-- Task to carry out --
Copy the listing below line for line, from its first line up to and including the line containing "pixel 1015 141". Leave the pictures out.

■ ■ ■ ■ ■

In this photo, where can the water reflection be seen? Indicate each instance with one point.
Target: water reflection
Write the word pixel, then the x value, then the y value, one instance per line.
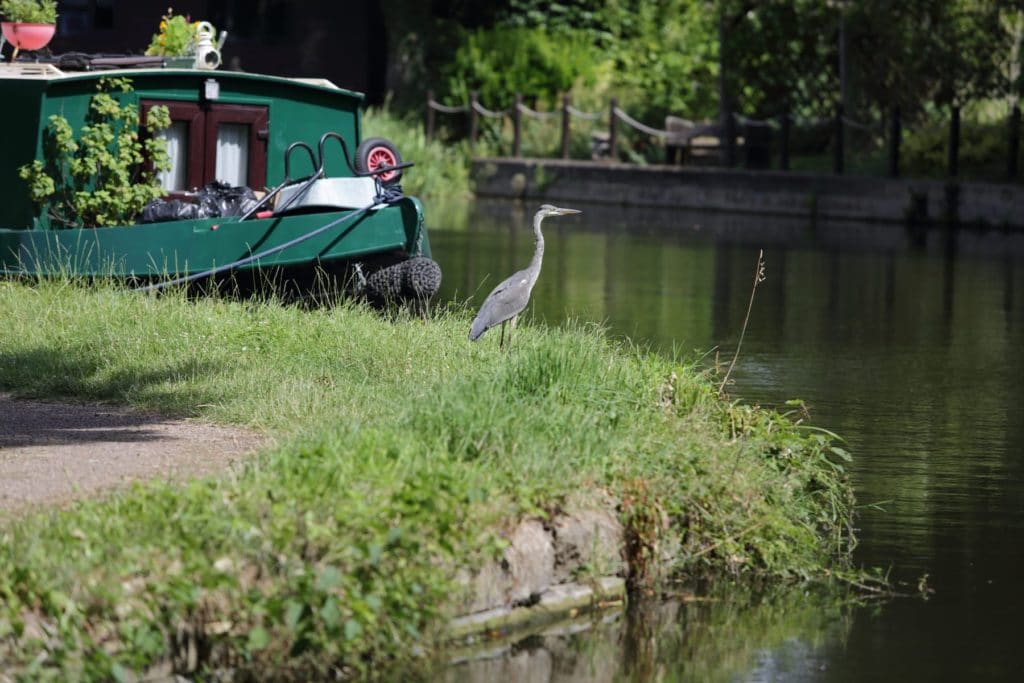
pixel 906 342
pixel 715 638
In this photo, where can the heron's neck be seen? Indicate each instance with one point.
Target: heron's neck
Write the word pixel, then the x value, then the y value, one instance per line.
pixel 535 265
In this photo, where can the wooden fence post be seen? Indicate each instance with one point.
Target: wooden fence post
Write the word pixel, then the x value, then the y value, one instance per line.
pixel 783 151
pixel 612 129
pixel 729 132
pixel 472 120
pixel 838 162
pixel 895 135
pixel 953 141
pixel 429 116
pixel 517 126
pixel 566 100
pixel 1015 141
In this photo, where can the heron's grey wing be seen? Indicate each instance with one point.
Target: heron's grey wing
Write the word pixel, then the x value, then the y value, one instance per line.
pixel 508 299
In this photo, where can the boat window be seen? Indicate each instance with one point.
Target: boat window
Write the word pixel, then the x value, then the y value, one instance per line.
pixel 225 142
pixel 232 154
pixel 177 151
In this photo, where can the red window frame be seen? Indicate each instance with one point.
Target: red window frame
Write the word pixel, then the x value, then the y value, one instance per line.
pixel 203 122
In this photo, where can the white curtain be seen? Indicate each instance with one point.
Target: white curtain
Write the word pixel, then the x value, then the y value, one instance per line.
pixel 177 151
pixel 232 154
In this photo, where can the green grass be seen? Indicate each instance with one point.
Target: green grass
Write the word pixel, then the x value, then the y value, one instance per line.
pixel 403 450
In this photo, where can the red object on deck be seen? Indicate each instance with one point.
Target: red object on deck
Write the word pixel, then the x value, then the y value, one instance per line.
pixel 28 36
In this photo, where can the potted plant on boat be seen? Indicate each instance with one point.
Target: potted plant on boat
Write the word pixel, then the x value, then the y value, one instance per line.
pixel 28 25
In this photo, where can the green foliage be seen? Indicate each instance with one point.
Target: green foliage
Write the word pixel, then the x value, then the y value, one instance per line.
pixel 441 171
pixel 176 36
pixel 498 62
pixel 925 150
pixel 401 450
pixel 30 11
pixel 98 178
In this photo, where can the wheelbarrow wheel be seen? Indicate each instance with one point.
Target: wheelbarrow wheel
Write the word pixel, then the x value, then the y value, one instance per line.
pixel 375 153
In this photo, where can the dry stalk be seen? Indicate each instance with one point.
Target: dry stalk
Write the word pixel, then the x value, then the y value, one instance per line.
pixel 759 276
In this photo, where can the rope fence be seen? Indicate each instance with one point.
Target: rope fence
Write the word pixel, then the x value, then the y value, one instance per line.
pixel 717 141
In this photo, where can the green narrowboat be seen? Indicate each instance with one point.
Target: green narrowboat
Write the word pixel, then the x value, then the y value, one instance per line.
pixel 231 128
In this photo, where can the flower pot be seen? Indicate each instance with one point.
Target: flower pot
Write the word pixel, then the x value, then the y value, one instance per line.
pixel 28 36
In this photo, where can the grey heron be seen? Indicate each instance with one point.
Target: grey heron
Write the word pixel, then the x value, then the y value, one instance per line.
pixel 511 296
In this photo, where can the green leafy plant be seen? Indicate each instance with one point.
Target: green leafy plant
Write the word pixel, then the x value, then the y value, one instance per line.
pixel 101 177
pixel 30 11
pixel 175 38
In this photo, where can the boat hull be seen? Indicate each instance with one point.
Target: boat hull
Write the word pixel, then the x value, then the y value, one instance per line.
pixel 182 248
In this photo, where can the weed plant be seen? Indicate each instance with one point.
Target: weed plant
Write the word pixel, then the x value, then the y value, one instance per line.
pixel 402 452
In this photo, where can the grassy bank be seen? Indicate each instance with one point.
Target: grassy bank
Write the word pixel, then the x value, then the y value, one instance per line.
pixel 403 452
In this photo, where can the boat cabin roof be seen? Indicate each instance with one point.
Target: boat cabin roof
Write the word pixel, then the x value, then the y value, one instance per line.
pixel 258 116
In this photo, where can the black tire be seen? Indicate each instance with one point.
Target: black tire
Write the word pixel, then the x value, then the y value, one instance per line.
pixel 374 153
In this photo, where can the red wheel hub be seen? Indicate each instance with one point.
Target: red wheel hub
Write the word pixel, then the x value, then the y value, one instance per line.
pixel 378 157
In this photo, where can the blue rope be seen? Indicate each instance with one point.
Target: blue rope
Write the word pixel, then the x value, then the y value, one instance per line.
pixel 387 196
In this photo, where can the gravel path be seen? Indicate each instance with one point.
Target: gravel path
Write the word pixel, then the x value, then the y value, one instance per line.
pixel 52 453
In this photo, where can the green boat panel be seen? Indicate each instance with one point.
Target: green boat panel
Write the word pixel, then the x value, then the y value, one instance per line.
pixel 187 247
pixel 297 111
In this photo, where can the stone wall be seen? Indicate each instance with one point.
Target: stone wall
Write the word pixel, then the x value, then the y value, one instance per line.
pixel 564 565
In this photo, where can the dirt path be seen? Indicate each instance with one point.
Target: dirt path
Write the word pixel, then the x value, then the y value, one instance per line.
pixel 52 453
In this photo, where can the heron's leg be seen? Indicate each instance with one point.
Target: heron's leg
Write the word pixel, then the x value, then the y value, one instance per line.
pixel 511 328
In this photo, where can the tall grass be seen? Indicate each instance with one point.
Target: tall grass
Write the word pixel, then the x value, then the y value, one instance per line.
pixel 402 450
pixel 441 171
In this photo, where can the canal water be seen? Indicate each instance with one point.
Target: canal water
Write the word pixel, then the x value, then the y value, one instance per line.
pixel 909 343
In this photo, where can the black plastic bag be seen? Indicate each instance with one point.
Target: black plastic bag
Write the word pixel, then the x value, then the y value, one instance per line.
pixel 159 211
pixel 220 199
pixel 214 201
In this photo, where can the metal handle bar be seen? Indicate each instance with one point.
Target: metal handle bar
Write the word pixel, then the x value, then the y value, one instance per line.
pixel 317 172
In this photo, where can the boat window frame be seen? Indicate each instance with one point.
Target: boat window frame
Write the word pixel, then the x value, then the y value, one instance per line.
pixel 203 120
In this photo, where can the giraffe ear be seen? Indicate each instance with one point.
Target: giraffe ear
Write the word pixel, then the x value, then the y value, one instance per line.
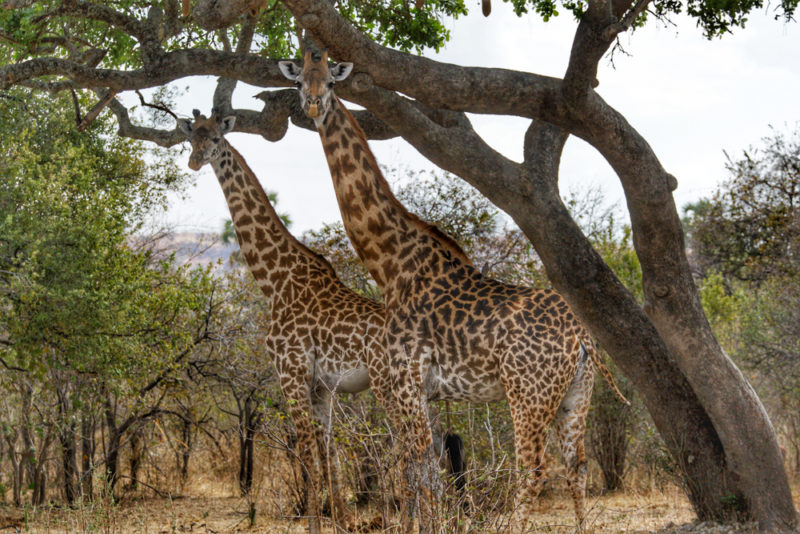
pixel 341 71
pixel 289 69
pixel 226 124
pixel 185 125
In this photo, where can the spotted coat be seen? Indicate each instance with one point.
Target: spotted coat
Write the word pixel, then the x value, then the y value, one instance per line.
pixel 451 333
pixel 323 336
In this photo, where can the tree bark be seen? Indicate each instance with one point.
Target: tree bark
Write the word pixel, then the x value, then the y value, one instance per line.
pixel 112 448
pixel 186 453
pixel 87 457
pixel 69 447
pixel 709 416
pixel 246 443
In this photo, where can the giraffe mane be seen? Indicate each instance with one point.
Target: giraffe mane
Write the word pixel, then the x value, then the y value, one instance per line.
pixel 326 265
pixel 431 229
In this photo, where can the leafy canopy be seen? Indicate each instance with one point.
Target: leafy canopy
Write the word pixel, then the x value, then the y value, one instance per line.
pixel 50 28
pixel 74 291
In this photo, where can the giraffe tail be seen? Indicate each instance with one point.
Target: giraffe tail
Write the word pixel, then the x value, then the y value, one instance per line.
pixel 590 350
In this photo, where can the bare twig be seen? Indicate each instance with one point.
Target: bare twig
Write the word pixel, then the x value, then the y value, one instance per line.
pixel 158 106
pixel 78 119
pixel 95 111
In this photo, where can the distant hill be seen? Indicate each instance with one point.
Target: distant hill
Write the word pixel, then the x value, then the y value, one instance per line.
pixel 194 248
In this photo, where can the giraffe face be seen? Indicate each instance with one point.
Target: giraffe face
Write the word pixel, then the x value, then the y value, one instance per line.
pixel 315 83
pixel 206 137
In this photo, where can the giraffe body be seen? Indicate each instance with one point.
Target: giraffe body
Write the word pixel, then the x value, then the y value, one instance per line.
pixel 324 337
pixel 451 333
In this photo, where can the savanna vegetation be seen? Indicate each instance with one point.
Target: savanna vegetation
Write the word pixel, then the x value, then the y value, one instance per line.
pixel 121 367
pixel 128 376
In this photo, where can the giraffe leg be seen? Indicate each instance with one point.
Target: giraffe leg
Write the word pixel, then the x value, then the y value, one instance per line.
pixel 530 439
pixel 570 428
pixel 422 474
pixel 297 393
pixel 321 404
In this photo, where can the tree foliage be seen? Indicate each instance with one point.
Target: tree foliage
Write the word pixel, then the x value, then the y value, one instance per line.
pixel 750 228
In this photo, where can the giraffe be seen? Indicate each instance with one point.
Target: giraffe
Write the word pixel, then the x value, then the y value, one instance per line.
pixel 324 337
pixel 450 332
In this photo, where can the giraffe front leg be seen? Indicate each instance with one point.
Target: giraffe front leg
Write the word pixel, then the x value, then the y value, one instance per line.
pixel 340 513
pixel 570 429
pixel 422 475
pixel 530 440
pixel 299 401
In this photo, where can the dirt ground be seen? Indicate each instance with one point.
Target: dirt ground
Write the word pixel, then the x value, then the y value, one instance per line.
pixel 667 512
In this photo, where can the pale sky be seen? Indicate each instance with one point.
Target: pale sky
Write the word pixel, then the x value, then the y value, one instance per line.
pixel 690 98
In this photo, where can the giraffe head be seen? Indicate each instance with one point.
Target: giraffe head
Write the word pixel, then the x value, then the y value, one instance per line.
pixel 315 82
pixel 205 136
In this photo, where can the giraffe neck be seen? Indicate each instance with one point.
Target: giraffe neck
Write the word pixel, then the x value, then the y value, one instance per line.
pixel 273 255
pixel 392 242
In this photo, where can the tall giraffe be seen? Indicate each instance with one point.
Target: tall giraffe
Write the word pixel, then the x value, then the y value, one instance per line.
pixel 451 333
pixel 324 337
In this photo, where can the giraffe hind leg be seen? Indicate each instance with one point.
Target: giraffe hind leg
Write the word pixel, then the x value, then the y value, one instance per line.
pixel 570 428
pixel 321 405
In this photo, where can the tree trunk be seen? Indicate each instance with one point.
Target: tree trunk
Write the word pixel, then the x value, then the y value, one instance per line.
pixel 87 457
pixel 16 467
pixel 112 448
pixel 246 442
pixel 69 447
pixel 68 463
pixel 719 487
pixel 186 453
pixel 608 431
pixel 135 460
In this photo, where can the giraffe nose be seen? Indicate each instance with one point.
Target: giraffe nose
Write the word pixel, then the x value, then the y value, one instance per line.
pixel 313 106
pixel 195 162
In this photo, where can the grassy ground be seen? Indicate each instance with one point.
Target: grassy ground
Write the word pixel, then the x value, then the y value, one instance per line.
pixel 616 513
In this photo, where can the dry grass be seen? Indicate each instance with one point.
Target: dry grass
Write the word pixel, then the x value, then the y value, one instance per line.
pixel 616 513
pixel 210 504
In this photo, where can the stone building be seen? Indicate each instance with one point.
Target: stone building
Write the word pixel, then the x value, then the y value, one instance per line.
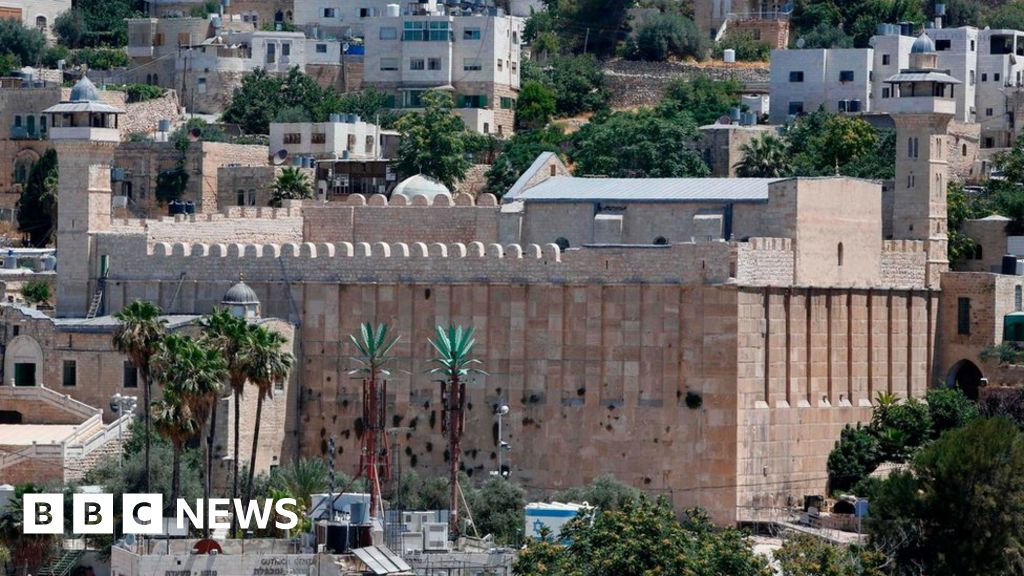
pixel 704 339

■ ■ ■ ■ ■

-- Answer in full --
In this photo, where can the water reflection be seen? Indicate each instance with one point.
Target: water reflection
Write the word pixel, then the x value, then the y value, one instance per line.
pixel 906 342
pixel 715 638
In this photo, where can the heron's neck be seen? Indicate each instance with one point.
Target: heron's neck
Write the word pixel, then the x value, then the y value, one instance per line.
pixel 535 265
In this photo, where can the wooden fence post be seen? Indicate each instance with one point.
Target: wooden fence post
Write the word pixel, then the x value, then the y value, one instance per line.
pixel 783 151
pixel 612 129
pixel 729 132
pixel 472 120
pixel 838 162
pixel 895 135
pixel 953 141
pixel 429 116
pixel 517 126
pixel 566 100
pixel 1015 141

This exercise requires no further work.